**Work instructions:**
• 1. Edit the health coverage passage: give it again starting at "Getting that First" and ending at "change may happen.", replacing "benefit" with "perk".
• 2. List the events the health coverage passage names as sources of potential unexpected healthcare costs.
• 3. Answer these questions on the health coverage passage, one per line:
(a) What OOP maximum does the example plan have?
(b) What data does a state healthcare exchange consider to identify eligibility for financial assistance?
(c) How does the passage define the employee contribution?

**Provided text:**
At this point, I focus on the idea of mitigating risk against a huge unanticipated healthcare cost. We talk about the potential costs associated with an unexpected illness, accident and/or the necessity of a costly hospitalization.

We also talk about the concept of an out-of-pocket (OOP) maximum — the maximum amount an individual would pay for healthcare services, beyond the cost of monthly premium, after which a plan pays healthcare expenses at 100%.

For example, a plan may have an OOP Max of $7,500. If an accident results in $100,000 worth of bills, the most you would have to pay is $7,500. This coverage not only protects the young adult, it also offers comfort and relief to anxious parents.

In terms of the cost itself, it’s worth exploring plans available through a state healthcare exchange in which income data is considered to identify eligibility for financial assistance, to defray the cost of the premium and OOP expenses. Depending on income, excellent options may be available at minimal cost. What a relief for everyone involved!

Getting that First “Real” Job…

Having a portion of the premium subsidized by an employer can be a fabulous benefit and one that should not be ignored. At this stage, I recommend understanding and paying attention to the following:

  • Employee contribution. The monthly amount an individual pays toward the premium.
  • Employer contribution. It’s good to know how much the employer is contributing. It gives an employee a true sense of the value of the benefit and should be considered, especially if a job change may happen.

**Data extract:**
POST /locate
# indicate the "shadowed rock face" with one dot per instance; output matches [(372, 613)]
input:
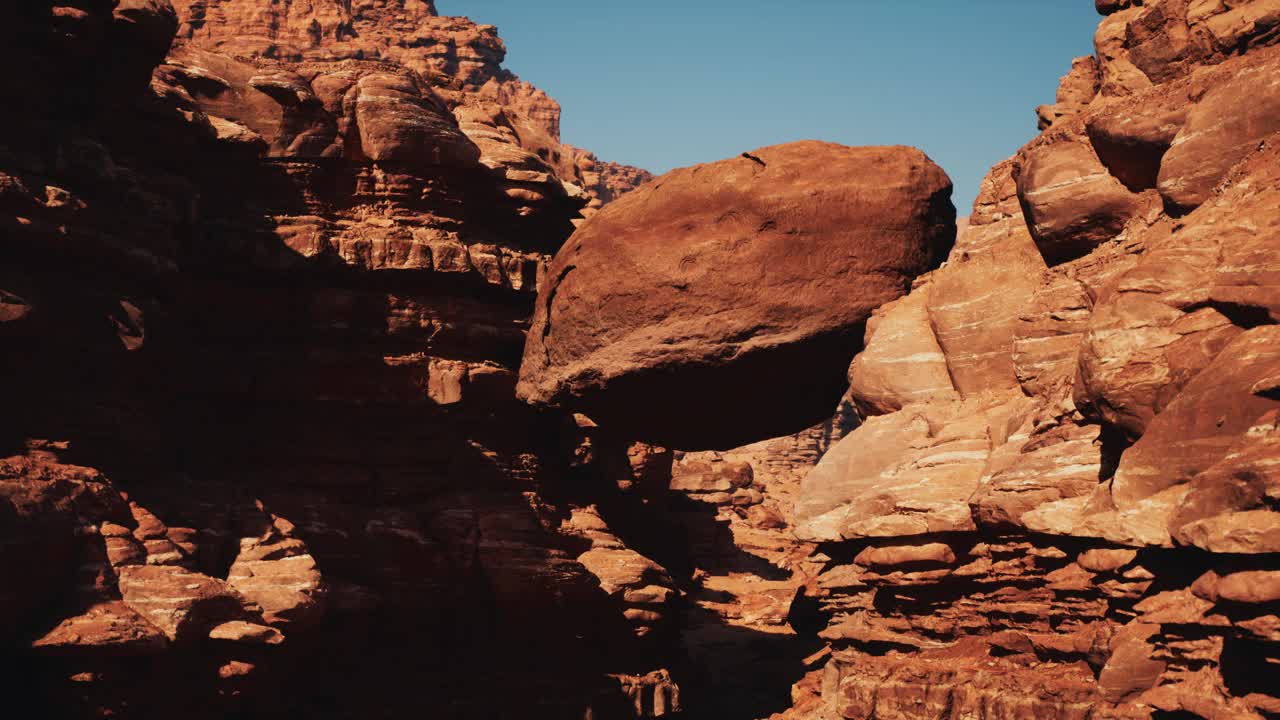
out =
[(753, 274), (260, 314), (264, 290)]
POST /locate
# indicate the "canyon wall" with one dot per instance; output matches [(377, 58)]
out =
[(1063, 501), (304, 418), (266, 273)]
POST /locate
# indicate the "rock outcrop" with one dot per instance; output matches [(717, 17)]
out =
[(265, 279), (753, 272), (1041, 509), (277, 276)]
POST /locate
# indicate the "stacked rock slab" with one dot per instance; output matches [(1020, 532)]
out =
[(263, 295), (1041, 510), (754, 272)]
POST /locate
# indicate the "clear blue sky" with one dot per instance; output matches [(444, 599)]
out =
[(664, 83)]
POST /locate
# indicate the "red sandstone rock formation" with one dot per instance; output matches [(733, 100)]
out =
[(1034, 518), (261, 450), (664, 306), (266, 291)]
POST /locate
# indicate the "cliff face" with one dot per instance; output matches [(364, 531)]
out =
[(1069, 449), (265, 281), (268, 273)]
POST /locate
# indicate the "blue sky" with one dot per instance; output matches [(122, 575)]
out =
[(664, 83)]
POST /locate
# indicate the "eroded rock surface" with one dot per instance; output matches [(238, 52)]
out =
[(1082, 522), (723, 276)]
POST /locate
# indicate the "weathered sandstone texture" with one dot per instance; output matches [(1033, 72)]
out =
[(1063, 500), (754, 272), (265, 276)]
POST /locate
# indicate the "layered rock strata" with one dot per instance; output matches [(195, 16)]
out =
[(661, 308), (266, 273), (1068, 446)]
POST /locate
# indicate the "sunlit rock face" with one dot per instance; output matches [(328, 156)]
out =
[(753, 272), (266, 273), (337, 384), (1045, 528)]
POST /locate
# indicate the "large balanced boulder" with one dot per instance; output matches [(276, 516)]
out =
[(741, 283)]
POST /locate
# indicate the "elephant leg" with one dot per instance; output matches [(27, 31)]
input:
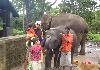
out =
[(48, 59), (57, 58), (82, 43)]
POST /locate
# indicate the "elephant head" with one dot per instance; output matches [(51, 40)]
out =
[(54, 37)]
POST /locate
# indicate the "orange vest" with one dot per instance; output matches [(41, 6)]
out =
[(67, 40), (30, 32)]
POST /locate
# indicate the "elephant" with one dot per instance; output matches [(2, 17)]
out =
[(72, 21), (53, 43)]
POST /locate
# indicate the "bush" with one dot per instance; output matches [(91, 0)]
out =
[(93, 37)]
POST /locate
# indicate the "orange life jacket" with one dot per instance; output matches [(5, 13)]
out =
[(30, 32), (67, 40)]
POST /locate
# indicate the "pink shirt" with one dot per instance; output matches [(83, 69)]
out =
[(36, 52)]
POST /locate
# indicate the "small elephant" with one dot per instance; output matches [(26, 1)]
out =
[(72, 21), (53, 42)]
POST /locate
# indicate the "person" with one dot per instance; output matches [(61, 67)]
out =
[(36, 54), (30, 32), (39, 31), (65, 49)]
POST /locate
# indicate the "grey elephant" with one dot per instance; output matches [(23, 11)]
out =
[(72, 21), (53, 43)]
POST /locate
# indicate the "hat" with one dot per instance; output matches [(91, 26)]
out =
[(38, 22)]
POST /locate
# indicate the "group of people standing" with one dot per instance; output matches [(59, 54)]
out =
[(35, 37)]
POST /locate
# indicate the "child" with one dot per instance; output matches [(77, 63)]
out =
[(65, 49), (30, 35), (36, 54)]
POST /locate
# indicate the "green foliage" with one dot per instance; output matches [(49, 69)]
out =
[(18, 23), (93, 37)]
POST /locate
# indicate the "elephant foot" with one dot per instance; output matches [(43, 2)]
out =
[(82, 53)]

**Solution set:**
• 1.
Getting that First “Real” Job…

Having a portion of the premium subsidized by an employer can be a fabulous perk and one that should not be ignored. At this stage, I recommend understanding and paying attention to the following:

  • Employee contribution. The monthly amount an individual pays toward the premium.
  • Employer contribution. It’s good to know how much the employer is contributing. It gives an employee a true sense of the value of the perk and should be considered, especially if a job change may happen.

• 2.
- An unexpected illness
- An accident
- A costly hospitalization

• 3.
(a) $7,500
(b) Income data
(c) The monthly amount an individual pays toward the premium